**Directions**
Convert the records below into a two-column CSV with the headers text and answer, one row for each tagging text. Put the tagging text and its full answer each in a single quoted field, replace line breaks with spaces, include every record, and leave the pictures out.

Data listing:

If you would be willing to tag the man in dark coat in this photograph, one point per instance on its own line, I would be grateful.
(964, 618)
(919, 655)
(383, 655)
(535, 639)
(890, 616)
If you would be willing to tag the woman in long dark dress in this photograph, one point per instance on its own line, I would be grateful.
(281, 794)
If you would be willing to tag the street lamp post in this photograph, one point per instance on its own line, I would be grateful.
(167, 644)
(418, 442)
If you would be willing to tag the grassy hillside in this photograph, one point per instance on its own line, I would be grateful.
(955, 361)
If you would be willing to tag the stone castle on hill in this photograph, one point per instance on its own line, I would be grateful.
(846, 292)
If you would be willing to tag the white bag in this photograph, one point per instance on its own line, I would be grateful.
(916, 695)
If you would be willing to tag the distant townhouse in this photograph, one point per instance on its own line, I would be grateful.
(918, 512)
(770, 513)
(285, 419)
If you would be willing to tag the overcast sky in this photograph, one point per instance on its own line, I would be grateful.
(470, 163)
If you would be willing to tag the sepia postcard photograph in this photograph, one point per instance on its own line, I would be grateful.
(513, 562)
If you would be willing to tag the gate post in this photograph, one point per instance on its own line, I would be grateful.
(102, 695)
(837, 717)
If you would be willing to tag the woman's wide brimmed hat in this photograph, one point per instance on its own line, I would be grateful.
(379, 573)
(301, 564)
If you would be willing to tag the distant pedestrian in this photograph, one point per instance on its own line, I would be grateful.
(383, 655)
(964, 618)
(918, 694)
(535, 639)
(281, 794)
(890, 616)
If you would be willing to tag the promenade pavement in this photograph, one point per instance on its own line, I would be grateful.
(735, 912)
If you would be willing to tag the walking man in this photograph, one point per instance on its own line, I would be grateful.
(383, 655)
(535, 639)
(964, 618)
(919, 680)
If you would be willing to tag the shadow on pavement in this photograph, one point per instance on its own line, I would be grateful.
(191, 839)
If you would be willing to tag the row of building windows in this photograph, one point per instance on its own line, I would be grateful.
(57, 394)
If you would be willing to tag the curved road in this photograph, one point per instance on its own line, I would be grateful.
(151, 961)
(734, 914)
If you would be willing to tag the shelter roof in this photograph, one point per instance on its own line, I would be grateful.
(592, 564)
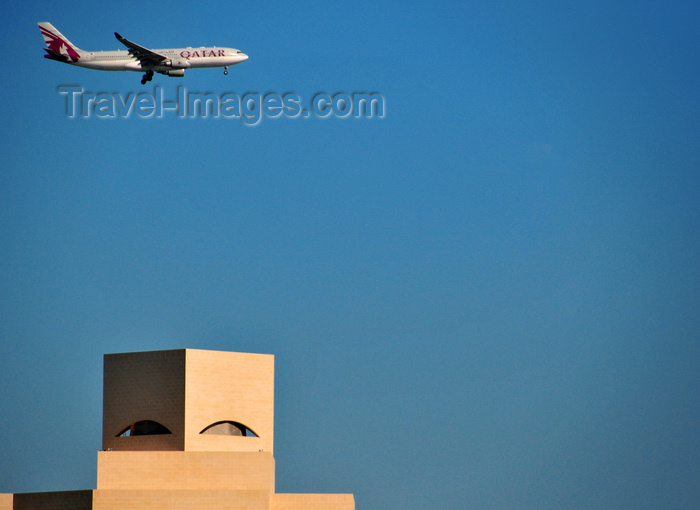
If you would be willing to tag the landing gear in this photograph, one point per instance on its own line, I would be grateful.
(147, 77)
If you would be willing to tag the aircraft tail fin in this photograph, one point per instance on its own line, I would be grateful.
(58, 47)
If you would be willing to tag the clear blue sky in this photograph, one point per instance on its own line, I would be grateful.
(489, 299)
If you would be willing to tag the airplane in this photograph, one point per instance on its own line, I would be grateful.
(170, 61)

**Exercise response**
text,answer
"If you would be willing to tag the man in dark coat in this photograph, one point per instance on its own line, I would be grateful.","(964, 618) (919, 655) (383, 655) (535, 639) (890, 616)"
"If you would be willing to tag the woman in long dark dress in this photograph, one point per instance on its own line, I would be grateful.","(281, 794)"
"If you would be willing to tag the street lamp post in this photograph, one point per instance on its own line, I would be grateful.","(167, 644) (418, 442)"
"If you would be willing to tag the grassy hillside in this photograph, one point per instance on its own line, I would be grateful.","(955, 361)"
"If you would be willing to tag the stone castle on hill in this photograph, one point per instance on its own line, I would be grateful.","(846, 292)"
"If you would be willing to tag the white bag in this photograph, one point per instance on its own line, I would be grateful.","(916, 695)"
"If you would be willing to tag the distant townhouse in this photograph, one point per instance on its own line, I would be grateful.","(918, 512) (770, 513) (285, 419)"
"If you would be willing to tag the overcast sky in this photograph, one point per instance on its own line, I would be grateful.","(470, 163)"
"If you would be willing to tag the sepia postcard photograph in this photograph, one point per instance on its own line, I would be grateful.","(513, 562)"
"If you would be willing to tag the gate post in this photograph, one point per instance on its own line, I would be grateful.","(102, 695) (837, 717)"
"If you would be willing to tag the woman's wide brimmed hat in this photograph, one point per instance on its own line, I would be grateful.","(379, 573) (301, 564)"
"If you would be willing to tag the distant pedestrian in this photograph, one point per instance on its own line, I would be grateful.","(383, 655) (964, 618) (918, 694) (535, 639) (281, 794) (890, 616)"
"If you would be willing to tag the promenade pavement in this photograph, one point per instance on its own line, I would be grateful.","(735, 912)"
"If you would be willing to tag the walking man in this photograph, one point per instance on its own line, I would be grateful.","(383, 655) (535, 639) (964, 618) (919, 680)"
"If you would be willing to tag the shadow on pavement in this photograph, one point per instance on its own line, I would be grateful.","(191, 839)"
"If you would be willing to tag the row of building windows in this photograph, one point per instance on its own line, I would be grateful.","(57, 394)"
"If you would be willing to tag the curved road in this photograph, one point per instance on its own line, I would be grateful.","(151, 961) (734, 914)"
"If you would be willing to tag the shelter roof in this photograph, one point per instance on its own line, I would be grateful.","(592, 564)"
"If you would be willing to tag the landing gear in this photograph, one point per instance on its own line, I would be grateful.","(147, 77)"
"If you would be willing to tag the aircraft tail fin in this photograph, one point per instance on its own line, I would be grateful.","(58, 47)"
"If you would be willing to tag the clear blue sky in this photograph, one point per instance on its own line, I would be grateful.","(489, 299)"
"If you would be willing to tag the airplane in this photograph, one point per instance on its own line, I would be grateful.","(170, 61)"